##### Source excerpt
If you meant a hidden pair instead the situation is slightly different. You can name the two lines that make up the base set either row or box line. But a line is defined as set, and the identity of sets is absolutely defined by their members, not by their label. So the base set is also unique. Lines are not bound to CSP variables or two a super-set they are made from. I always suspected that there is a subtle difference between my line and your CSP variable.
If there is any counter example for base set uniqueness is must be very large.
Note that I defined the target to be part of the elimination set. One reason is connected to the base set uniqueness. Any pattern that fits in a Dirichlet matrix (rank-0) has of course two line sets that cover the core after all eliminations are completed. The core network still exists but without target its not a universal elimination any more.

denis_berthier wrote:
logel wrote:I will use the number of lines in the base set as pattern size. Its also equal to the maximal number of true candidates in the pattern core. This is not my favourite size function because it has some disadvantages. But it is easy computable and easy comparable with other results. Discussion of alternatives would overload this post and is saved for later.

See my suggestion for this definition of size in the "Pattern-based classification of (hard) puzzles" thread. This is the definition I use for all "my" patterns: whips, braids, extended whips or braids, Subsets, g-Subsets. So, at least, we have compatibility on this important point.

Yes, bus there is a decisive difference. Lets name the assumed candidate of a level-one sequence start candidate. As my eliminations are candidate sets, I can build the union of all eliminations that appear in that level-one sequence. This large set certainly contains all objects necessary for the elimination of the start candidate, but usually many more. Now its possible to reduce this set to a minimal configuration in a similar way as I reduce planes. The result is a universal elimination pattern with the start candidate as target. I can enumerate the base set and know the size. So the size propagates from eliminations to aggregated eliminations, and the nice part of this is that it works for any size function defined on properties of a universal elimination. The aggregated elimination is of course far from "optimal", but at least I have one.

denis_berthier wrote:My overall conclusion: you should re-formulate your definition with the base set as the primary data.
##########
**Work instructions**
1. Decide whether each statement agrees with the forum excerpt. Answer yes or no for each, and quote the words that decide it.
(a) The writer calls the number of lines in the base set a favorite size function.
(b) The writer defines the target as part of the elimination set.
(c) The identity of sets is defined by their label.
2. From the forum excerpt, extract word for word the passage starting at "If you meant" and ending at "be very large.".
The listing that comes next is separate material with no connection to the forum excerpt.
##### Recorded information
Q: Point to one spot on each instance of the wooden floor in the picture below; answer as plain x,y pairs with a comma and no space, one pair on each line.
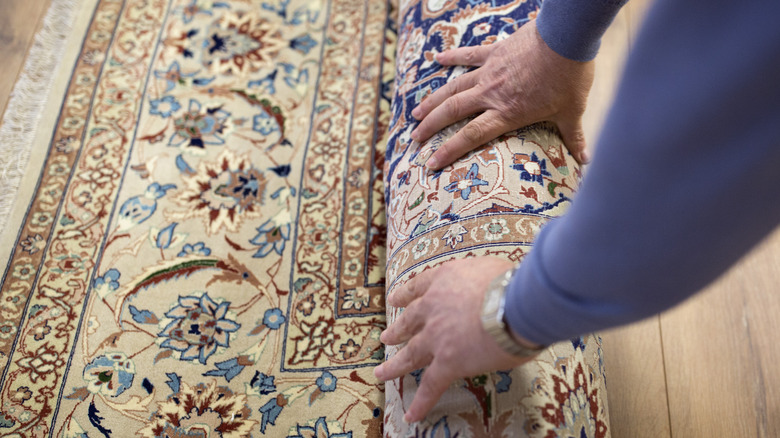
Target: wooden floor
##########
**Written answers**
1.
(a) No: "This is not my favourite size function because it has some disadvantages."
(b) Yes: "Note that I defined the target to be part of the elimination set."
(c) No: "the identity of sets is absolutely defined by their members, not by their label."

2.
If you meant a hidden pair instead the situation is slightly different. You can name the two lines that make up the base set either row or box line. But a line is defined as set, and the identity of sets is absolutely defined by their members, not by their label. So the base set is also unique. Lines are not bound to CSP variables or two a super-set they are made from. I always suspected that there is a subtle difference between my line and your CSP variable.
If there is any counter example for base set uniqueness is must be very large.